◆ **What the task requires**
An exact copy of the listing is what is needed here; write it out in full.

◆ **Entries provided**
++++

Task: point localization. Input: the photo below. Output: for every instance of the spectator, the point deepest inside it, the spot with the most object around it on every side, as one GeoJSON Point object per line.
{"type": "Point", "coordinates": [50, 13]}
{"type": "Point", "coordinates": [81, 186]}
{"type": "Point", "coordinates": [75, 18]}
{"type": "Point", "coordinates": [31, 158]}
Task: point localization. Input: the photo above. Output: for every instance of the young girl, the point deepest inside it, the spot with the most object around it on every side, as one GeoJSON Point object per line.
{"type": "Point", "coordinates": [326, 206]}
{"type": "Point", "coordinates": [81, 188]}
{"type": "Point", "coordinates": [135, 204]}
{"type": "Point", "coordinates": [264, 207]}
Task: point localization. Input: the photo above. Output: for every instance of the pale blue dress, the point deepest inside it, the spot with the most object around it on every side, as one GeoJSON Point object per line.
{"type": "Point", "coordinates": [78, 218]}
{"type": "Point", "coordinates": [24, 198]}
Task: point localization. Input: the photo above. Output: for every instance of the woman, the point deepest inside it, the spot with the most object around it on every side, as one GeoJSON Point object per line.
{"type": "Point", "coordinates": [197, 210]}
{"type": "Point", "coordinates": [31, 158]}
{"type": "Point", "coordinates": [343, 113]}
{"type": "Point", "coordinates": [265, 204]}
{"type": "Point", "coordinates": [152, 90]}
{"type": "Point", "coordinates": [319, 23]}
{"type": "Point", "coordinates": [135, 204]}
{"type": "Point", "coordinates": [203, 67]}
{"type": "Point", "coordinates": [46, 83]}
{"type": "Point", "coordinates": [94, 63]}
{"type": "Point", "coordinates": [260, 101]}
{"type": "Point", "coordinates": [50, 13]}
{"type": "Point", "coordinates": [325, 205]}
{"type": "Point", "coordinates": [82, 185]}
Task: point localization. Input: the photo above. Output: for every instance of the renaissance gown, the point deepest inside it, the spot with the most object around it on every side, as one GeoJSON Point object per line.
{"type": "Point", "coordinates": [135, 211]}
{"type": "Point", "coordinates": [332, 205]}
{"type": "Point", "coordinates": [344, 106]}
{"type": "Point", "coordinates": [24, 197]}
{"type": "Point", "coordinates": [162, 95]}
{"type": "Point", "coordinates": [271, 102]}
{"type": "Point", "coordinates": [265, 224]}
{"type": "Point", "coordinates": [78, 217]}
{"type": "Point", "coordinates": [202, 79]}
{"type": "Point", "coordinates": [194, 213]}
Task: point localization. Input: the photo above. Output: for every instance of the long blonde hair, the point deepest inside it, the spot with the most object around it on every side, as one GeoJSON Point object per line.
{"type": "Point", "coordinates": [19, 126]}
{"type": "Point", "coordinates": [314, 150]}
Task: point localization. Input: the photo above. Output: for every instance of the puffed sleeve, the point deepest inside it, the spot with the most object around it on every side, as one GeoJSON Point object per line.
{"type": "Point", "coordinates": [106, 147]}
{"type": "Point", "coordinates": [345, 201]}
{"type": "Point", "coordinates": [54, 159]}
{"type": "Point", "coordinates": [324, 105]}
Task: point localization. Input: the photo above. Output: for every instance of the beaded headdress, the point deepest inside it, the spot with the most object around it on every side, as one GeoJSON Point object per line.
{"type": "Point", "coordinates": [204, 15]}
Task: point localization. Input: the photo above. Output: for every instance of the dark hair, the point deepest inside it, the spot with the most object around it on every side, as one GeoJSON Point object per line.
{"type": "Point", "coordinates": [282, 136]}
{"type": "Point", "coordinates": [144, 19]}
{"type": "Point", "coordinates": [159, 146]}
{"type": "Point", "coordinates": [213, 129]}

++++

◆ **Answer for this exercise**
Task: point localization. Input: the photo below. Output: for every instance of the spectator, the point deepest inside it, the spot with the most object around it on every side, as one GeoJSON Point object per line.
{"type": "Point", "coordinates": [50, 13]}
{"type": "Point", "coordinates": [81, 186]}
{"type": "Point", "coordinates": [75, 18]}
{"type": "Point", "coordinates": [31, 158]}
Task: point localization. Input: the photo above. Output: for every instance of the young girl, the point deepest inside it, the spot with the most object around it on every side, as one GeoJSON Point object per line.
{"type": "Point", "coordinates": [326, 206]}
{"type": "Point", "coordinates": [81, 188]}
{"type": "Point", "coordinates": [135, 204]}
{"type": "Point", "coordinates": [264, 207]}
Task: point localization. Input: the photo above. Output: for every instance of the pale blue dress, the point deepest inside it, the spot with the most object around it on every side, as one GeoJSON Point object per line.
{"type": "Point", "coordinates": [78, 218]}
{"type": "Point", "coordinates": [24, 198]}
Task: point localization. Input: the photo above. Output: for every instance of the woman, the point deepest inside it, the spot with the most object around it on every side, as one GeoJSON Point object per line.
{"type": "Point", "coordinates": [197, 210]}
{"type": "Point", "coordinates": [31, 158]}
{"type": "Point", "coordinates": [343, 113]}
{"type": "Point", "coordinates": [265, 204]}
{"type": "Point", "coordinates": [152, 90]}
{"type": "Point", "coordinates": [319, 23]}
{"type": "Point", "coordinates": [135, 204]}
{"type": "Point", "coordinates": [203, 67]}
{"type": "Point", "coordinates": [46, 83]}
{"type": "Point", "coordinates": [94, 63]}
{"type": "Point", "coordinates": [260, 101]}
{"type": "Point", "coordinates": [50, 13]}
{"type": "Point", "coordinates": [325, 205]}
{"type": "Point", "coordinates": [82, 185]}
Task: point localization. Input: the photo above. Output: for every instance of the renaissance gown, the point deepest inside it, the spot with the most object around it on every side, as one GeoJSON Point object per line.
{"type": "Point", "coordinates": [135, 211]}
{"type": "Point", "coordinates": [332, 205]}
{"type": "Point", "coordinates": [344, 106]}
{"type": "Point", "coordinates": [24, 197]}
{"type": "Point", "coordinates": [162, 95]}
{"type": "Point", "coordinates": [271, 102]}
{"type": "Point", "coordinates": [265, 224]}
{"type": "Point", "coordinates": [78, 217]}
{"type": "Point", "coordinates": [202, 79]}
{"type": "Point", "coordinates": [194, 213]}
Task: point localization. Input: the photo above. Output: for every instance of the long blonde hair, the point deepest inside it, the spot with the most object around it on every side, as one GeoJSON Point object per line.
{"type": "Point", "coordinates": [19, 126]}
{"type": "Point", "coordinates": [314, 150]}
Task: point localization. Input: the photo above. Output: for every instance of the puffed sleeve, the point deepest inside it, the spot with the most object around it on every side, as one GeoJSON Point object per line.
{"type": "Point", "coordinates": [106, 147]}
{"type": "Point", "coordinates": [345, 201]}
{"type": "Point", "coordinates": [54, 159]}
{"type": "Point", "coordinates": [324, 105]}
Task: point localization. Input: the photo above. Output: for every instance of the beaded headdress, the point deepest inside it, the spot with the most object around it on every side, as one GeoJSON Point object per line.
{"type": "Point", "coordinates": [204, 15]}
Task: point localization. Input: the photo above. Output: for every instance of the dark hair, the point deepest inside it, the spot with the most object around it on every side, as one GeoJSON Point object per line.
{"type": "Point", "coordinates": [282, 136]}
{"type": "Point", "coordinates": [144, 19]}
{"type": "Point", "coordinates": [159, 146]}
{"type": "Point", "coordinates": [213, 129]}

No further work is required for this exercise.